**SUPPLIED PASSAGE:**

++++++++++++++++++++

Appendix E Structural Perturbation Experiments (Word Shuffling)

Datasets.

Following the original setup, we use a combination of three datasets.

•

XNLI: 1,000 examples from the train split (en, de, fr, hi, es, th, bg, ru, tr, vi).
•

PAWS-X: 1,000 examples from the train split (en, de, fr, es, ja, ko, zh).
•

FLORES+: 997 examples from the dev split (15+ languages).

Procedure.

For each dataset, we apply the LAPE and SAE-LAPE pipelines twice: (s) on sentences in their natural word order, (b) on sentences where words within each prompt are randomly permuted. All other parameters are held fixed. The resulting neuron sets are compared.

E.1 Supplementary Shuffling Analyses Across Models and Representations

This appendix provides additional analyses for the shuffling experiments reported in Section 5. While the main text focuses on language-level stability and aggregate trends, here we document neuron-level overlap structure and distributional behavior across all model and representation configurations.

++++++++++++++++++++

**WHAT TO PRODUCE:**
Summarize the word-shuffling appendix in three sentences.

A block of data:
++++++++++++++++++++

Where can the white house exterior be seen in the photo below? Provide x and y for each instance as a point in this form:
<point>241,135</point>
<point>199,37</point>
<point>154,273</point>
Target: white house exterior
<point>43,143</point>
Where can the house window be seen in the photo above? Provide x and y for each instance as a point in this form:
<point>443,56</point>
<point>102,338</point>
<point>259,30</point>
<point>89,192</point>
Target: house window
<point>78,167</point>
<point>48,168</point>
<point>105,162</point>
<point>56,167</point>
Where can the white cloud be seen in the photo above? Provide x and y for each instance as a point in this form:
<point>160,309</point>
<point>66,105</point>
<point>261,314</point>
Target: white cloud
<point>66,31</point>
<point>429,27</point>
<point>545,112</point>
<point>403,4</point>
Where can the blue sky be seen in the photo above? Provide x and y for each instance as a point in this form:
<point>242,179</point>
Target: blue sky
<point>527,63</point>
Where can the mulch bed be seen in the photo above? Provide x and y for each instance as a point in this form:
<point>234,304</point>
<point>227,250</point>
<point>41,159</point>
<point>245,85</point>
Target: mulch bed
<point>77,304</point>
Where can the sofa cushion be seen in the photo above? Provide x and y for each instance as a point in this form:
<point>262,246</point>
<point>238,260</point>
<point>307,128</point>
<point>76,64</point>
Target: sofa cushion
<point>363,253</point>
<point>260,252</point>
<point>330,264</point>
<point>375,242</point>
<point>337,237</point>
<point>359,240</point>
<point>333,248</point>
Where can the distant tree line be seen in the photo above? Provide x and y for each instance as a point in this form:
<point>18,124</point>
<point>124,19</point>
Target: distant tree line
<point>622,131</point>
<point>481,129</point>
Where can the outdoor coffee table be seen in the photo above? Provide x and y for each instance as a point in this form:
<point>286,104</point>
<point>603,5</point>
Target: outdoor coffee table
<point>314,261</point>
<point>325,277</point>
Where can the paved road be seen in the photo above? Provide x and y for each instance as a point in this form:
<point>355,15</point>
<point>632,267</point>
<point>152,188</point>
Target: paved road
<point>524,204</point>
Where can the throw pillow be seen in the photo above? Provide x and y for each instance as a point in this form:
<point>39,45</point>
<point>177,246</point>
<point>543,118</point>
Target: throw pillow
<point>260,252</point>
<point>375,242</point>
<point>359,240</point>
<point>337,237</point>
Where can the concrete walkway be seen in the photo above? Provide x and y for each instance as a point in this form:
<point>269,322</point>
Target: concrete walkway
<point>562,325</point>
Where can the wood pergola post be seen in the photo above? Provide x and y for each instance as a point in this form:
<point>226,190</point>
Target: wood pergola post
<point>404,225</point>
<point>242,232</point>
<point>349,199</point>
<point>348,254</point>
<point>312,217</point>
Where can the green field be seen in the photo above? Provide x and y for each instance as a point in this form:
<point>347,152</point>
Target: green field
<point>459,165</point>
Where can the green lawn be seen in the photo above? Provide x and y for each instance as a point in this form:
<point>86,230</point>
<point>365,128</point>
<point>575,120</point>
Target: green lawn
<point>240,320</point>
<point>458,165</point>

++++++++++++++++++++

**TASK RESULT:**
Following the original setup, the word-shuffling experiments use three datasets: 1,000 XNLI examples and 1,000 PAWS-X examples from their train splits, plus 997 FLORES+ examples from the dev split. For each dataset, the LAPE and SAE-LAPE pipelines are applied twice, once to sentences in natural word order and once to sentences whose words within each prompt are randomly permuted, with all other parameters held fixed and the resulting neuron sets compared. A supplementary section then records neuron-level overlap structure and distributional behavior across all model and representation configurations, beyond the language-level stability and aggregate trends covered in the main text.